▶ AVAILABLE RECORDS:
'''
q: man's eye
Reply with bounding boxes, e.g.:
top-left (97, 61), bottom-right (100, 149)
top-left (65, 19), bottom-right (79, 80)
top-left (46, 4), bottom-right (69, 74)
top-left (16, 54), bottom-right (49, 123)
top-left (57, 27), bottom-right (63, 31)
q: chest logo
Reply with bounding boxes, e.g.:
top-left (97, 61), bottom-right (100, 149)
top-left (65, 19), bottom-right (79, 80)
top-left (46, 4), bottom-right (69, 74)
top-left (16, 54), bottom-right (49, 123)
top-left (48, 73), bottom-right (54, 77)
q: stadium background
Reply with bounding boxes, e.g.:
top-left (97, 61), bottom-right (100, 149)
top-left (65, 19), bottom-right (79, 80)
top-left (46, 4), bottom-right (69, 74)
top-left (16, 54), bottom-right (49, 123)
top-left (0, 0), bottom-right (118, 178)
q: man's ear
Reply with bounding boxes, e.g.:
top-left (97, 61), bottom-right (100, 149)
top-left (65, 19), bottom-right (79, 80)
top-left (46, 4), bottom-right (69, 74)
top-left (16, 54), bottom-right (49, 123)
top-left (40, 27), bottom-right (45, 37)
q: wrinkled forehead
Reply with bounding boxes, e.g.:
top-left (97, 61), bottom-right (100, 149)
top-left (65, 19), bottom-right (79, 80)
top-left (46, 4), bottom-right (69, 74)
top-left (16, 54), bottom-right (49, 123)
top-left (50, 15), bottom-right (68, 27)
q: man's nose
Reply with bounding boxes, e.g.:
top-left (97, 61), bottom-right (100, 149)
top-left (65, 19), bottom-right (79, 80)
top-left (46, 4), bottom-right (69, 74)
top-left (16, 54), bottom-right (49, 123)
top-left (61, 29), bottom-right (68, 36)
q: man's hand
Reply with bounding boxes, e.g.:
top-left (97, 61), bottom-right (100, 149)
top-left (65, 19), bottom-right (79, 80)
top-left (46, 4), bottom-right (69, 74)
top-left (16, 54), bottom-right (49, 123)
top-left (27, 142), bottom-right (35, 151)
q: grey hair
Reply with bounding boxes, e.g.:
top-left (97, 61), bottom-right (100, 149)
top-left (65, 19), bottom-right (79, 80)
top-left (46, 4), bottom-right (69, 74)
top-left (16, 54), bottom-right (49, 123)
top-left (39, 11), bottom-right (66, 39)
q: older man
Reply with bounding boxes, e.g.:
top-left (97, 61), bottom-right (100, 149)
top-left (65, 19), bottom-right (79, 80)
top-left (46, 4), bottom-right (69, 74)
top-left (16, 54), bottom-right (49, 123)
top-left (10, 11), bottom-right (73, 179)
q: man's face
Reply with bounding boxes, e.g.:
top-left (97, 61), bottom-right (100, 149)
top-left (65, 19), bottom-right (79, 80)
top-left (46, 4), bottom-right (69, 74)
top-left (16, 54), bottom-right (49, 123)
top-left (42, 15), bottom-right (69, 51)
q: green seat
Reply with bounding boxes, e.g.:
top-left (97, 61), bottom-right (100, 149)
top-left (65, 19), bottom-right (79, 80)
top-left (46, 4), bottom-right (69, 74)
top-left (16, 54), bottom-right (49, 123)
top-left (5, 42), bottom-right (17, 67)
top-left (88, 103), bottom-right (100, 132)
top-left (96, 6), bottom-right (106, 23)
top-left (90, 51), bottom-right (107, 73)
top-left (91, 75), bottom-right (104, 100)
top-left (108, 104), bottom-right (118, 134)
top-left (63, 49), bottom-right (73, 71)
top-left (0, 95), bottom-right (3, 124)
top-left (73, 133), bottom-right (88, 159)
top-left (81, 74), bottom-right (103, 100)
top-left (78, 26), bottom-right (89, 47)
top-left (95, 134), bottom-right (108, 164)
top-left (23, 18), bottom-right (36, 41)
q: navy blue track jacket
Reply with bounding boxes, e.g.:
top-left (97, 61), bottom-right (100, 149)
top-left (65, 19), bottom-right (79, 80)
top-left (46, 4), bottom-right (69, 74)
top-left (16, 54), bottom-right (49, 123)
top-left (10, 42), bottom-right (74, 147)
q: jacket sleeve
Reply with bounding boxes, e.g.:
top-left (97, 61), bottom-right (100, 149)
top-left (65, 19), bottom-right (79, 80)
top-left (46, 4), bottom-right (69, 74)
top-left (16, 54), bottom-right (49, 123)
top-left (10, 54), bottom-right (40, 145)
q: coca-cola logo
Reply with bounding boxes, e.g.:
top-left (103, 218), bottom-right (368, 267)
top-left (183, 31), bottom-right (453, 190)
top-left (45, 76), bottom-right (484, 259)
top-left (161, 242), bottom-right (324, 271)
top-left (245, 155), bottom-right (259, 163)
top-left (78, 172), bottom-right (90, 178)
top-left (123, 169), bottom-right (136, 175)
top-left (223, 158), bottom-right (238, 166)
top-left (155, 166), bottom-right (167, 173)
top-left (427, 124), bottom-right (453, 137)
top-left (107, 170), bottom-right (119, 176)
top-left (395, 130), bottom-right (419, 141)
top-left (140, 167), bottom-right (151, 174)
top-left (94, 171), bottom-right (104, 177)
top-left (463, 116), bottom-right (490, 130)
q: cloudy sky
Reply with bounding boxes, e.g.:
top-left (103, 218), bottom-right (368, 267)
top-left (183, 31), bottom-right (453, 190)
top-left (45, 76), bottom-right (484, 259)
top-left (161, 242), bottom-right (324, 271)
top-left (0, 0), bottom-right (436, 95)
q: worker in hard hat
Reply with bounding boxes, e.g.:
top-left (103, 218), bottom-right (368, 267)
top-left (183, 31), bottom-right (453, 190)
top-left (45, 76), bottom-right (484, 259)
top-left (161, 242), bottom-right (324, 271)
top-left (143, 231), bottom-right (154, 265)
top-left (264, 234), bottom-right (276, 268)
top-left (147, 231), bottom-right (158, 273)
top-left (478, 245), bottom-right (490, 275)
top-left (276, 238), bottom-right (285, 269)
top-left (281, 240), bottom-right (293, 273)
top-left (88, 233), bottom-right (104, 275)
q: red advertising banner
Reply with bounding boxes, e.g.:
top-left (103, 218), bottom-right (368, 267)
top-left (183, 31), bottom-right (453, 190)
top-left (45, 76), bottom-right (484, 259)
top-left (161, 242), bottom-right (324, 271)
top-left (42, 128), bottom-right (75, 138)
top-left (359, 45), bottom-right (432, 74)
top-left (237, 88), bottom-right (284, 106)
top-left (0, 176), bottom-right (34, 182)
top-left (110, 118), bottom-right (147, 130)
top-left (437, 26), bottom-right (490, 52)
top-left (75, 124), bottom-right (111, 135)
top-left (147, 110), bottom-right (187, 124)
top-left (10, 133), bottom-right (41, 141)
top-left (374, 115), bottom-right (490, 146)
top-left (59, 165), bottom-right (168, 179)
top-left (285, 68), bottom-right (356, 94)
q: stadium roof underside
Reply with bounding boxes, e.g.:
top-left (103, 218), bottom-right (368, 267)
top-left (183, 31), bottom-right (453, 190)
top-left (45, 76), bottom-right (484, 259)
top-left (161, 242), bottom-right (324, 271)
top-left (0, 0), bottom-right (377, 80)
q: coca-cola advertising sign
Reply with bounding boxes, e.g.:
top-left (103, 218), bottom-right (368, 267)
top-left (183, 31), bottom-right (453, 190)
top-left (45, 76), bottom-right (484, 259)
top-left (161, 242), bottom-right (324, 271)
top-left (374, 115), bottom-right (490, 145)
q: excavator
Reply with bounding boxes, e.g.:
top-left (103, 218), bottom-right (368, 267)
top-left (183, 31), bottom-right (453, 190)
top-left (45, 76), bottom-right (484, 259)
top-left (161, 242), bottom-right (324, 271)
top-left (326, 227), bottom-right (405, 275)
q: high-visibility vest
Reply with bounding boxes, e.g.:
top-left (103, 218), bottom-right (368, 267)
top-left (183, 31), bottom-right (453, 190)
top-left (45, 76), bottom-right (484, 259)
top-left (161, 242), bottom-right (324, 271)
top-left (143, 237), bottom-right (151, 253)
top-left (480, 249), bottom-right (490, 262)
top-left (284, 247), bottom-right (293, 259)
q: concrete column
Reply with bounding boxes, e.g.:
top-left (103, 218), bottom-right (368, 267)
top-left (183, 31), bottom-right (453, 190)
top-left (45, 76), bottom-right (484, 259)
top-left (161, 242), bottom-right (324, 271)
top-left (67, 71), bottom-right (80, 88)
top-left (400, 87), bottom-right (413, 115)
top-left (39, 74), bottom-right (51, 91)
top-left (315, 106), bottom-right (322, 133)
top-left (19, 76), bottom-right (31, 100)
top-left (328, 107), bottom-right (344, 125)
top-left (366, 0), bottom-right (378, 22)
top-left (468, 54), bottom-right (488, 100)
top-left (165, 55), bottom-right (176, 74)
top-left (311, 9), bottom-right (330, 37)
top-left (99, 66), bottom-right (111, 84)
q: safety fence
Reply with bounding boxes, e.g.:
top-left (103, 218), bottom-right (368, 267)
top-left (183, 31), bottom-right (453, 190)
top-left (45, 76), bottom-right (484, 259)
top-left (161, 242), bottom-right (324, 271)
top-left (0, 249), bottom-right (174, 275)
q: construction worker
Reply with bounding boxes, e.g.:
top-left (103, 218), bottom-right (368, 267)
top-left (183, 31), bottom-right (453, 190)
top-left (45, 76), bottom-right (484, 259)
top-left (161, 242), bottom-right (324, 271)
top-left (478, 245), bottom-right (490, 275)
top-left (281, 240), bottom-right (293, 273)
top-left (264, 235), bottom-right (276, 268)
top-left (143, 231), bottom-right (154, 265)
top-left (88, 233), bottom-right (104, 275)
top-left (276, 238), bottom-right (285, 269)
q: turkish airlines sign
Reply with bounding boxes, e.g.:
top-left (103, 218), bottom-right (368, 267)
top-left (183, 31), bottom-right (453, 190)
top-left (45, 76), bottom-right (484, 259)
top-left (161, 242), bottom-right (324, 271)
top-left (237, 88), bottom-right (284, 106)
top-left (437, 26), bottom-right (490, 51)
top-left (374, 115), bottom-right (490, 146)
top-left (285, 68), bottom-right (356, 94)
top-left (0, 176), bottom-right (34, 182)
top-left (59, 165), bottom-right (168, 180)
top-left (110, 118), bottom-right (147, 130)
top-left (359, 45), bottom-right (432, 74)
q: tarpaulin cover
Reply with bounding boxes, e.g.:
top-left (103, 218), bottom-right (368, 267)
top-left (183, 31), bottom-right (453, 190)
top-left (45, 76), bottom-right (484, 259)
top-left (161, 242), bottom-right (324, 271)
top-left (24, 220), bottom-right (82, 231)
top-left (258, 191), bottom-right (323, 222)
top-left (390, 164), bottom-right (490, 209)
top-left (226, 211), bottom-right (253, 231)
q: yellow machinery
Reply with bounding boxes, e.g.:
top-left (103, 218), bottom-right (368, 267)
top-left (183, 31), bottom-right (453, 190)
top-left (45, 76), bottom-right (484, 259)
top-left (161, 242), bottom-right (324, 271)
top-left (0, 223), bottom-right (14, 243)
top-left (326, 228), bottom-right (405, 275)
'''
▶ WHAT THE TASK ASKS: State how many lines of the listing above contain the string "cola", replying with the number alone.

▶ RESPONSE TO THIS EXERCISE: 2